* Task: Beginning with the line where "Subject = wooden bench" appears, please restate each line of the records below word for word until the last one, inclusive, and nothing else.

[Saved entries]
****************
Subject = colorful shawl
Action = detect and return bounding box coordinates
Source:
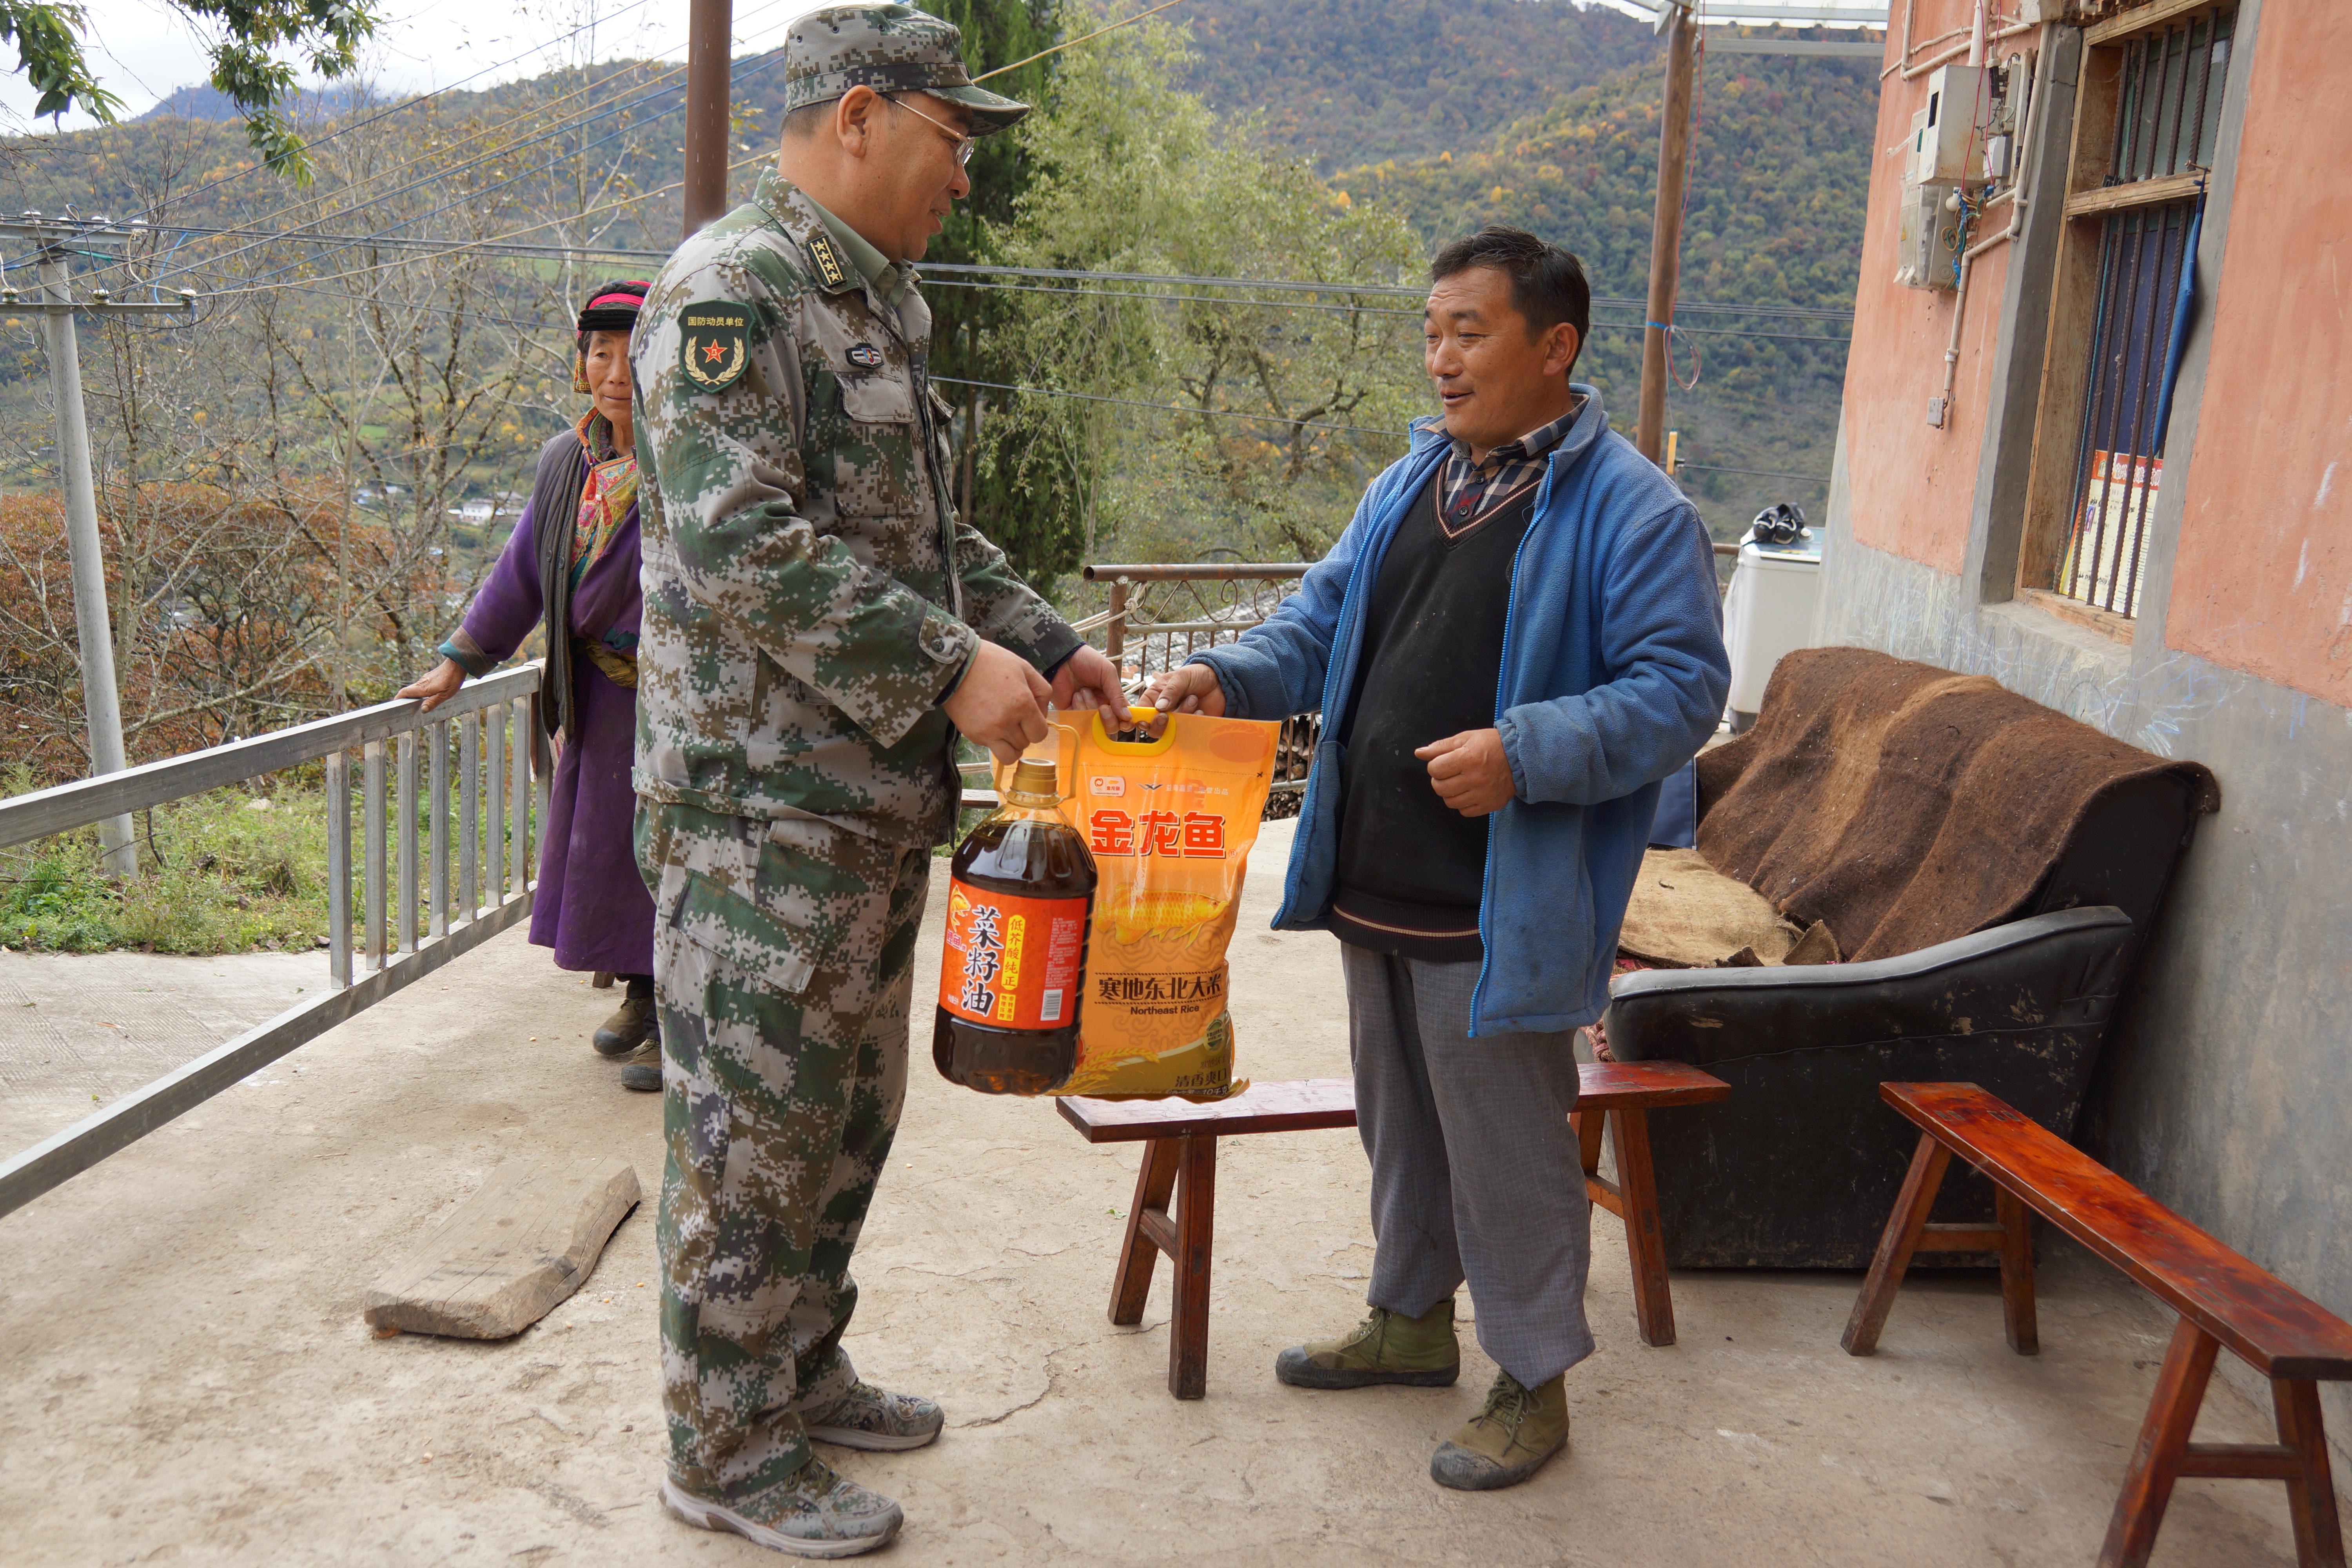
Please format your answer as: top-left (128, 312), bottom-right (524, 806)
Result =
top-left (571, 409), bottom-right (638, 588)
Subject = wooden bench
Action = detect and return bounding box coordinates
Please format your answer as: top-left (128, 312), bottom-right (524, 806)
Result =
****************
* Your solution:
Subject = wooden bench
Action = detect and return bounding box coordinates
Please format your answer as: top-left (128, 312), bottom-right (524, 806)
Result =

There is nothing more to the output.